*Текст для чтения*:
Ну а потом мы встречались редко, да и смерть Левы Кочеряна нас немного развела. Лева заболел очень серьезно, но все же вышел из больницы, — встал на ноги, оклемался… Он даже был на премьере своей картины: «Один шанс из тысячи». В это время Кевосян поехал снимать «Новые приключения неуловимых», и Лева говорит:
— Кес-джан, ты возьми меня с собой!
И тут я на Леву стал кричать:
— Куда тебя несет! Ты что, не знаешь, какая у тебя болезнь? Тебе же нельзя!
Лева же прошел тяжелейший курс лечения какой-то химией…
— Ты не учи меня! И нечего тут сопли разводить! Мне теперь все можно…
И Лева поехал, даже снялся у Кевосяна: он там сидит на корабле в феске, пьет кофе. Это я потом уже понял, что он захотел хоть на пленке остаться живым.
А вскоре Лева снова попал в больницу, но все время убегал оттуда. Выскочит, схватит такси и домой! Лева боролся еще год и семь месяцев.

*Список данных*:
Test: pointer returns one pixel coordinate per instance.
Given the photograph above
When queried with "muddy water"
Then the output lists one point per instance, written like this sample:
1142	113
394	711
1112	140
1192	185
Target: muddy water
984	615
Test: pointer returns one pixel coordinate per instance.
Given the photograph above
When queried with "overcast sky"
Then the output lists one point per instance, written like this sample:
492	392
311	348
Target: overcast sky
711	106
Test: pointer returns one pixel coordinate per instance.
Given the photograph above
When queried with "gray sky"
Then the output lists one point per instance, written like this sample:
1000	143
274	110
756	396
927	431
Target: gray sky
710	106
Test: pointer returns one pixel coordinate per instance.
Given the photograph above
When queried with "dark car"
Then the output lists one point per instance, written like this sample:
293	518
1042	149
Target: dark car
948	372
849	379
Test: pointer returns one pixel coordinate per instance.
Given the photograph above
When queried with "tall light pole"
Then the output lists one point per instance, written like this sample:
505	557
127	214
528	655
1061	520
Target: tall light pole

*Цель задания*:
Перепишите дословно фрагмент текста для чтения от слов «Лева же прошел» до слов «пленке остаться живым.» включительно.

*Решение*:
Лева же прошел тяжелейший курс лечения какой-то химией…
— Ты не учи меня! И нечего тут сопли разводить! Мне теперь все можно…
И Лева поехал, даже снялся у Кевосяна: он там сидит на корабле в феске, пьет кофе. Это я потом уже понял, что он захотел хоть на пленке остаться живым.